Task brief
Could you pull every line of text from the records below, word for word, and leave the pictures out?
___ Data to use
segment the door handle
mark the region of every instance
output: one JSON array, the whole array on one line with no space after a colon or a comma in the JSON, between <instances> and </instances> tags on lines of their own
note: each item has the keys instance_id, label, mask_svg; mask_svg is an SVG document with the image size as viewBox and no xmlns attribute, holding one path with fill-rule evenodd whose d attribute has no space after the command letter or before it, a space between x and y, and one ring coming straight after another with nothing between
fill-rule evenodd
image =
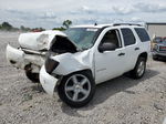
<instances>
[{"instance_id":1,"label":"door handle","mask_svg":"<svg viewBox=\"0 0 166 124\"><path fill-rule=\"evenodd\" d=\"M122 53L118 54L118 56L122 56L122 55L125 55L125 53L122 52Z\"/></svg>"},{"instance_id":2,"label":"door handle","mask_svg":"<svg viewBox=\"0 0 166 124\"><path fill-rule=\"evenodd\" d=\"M139 48L135 48L134 50L137 51L137 50L139 50Z\"/></svg>"}]
</instances>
______
Complete response
segment the door handle
mark the region of every instance
output: one JSON array, the whole array on one line with no space after a colon or a comma in the JSON, between <instances> and </instances> tags on lines of their own
note: each item has the keys instance_id, label, mask_svg; mask_svg is an SVG document with the image size as viewBox and no xmlns attribute, holding one path with fill-rule evenodd whose d attribute has no space after the command letter or before it, a space between x and y, and one ring coming straight after another with nothing between
fill-rule evenodd
image =
<instances>
[{"instance_id":1,"label":"door handle","mask_svg":"<svg viewBox=\"0 0 166 124\"><path fill-rule=\"evenodd\" d=\"M122 53L118 54L118 56L122 56L122 55L125 55L125 53L122 52Z\"/></svg>"},{"instance_id":2,"label":"door handle","mask_svg":"<svg viewBox=\"0 0 166 124\"><path fill-rule=\"evenodd\" d=\"M139 48L135 48L134 50L137 51L137 50L139 50Z\"/></svg>"}]
</instances>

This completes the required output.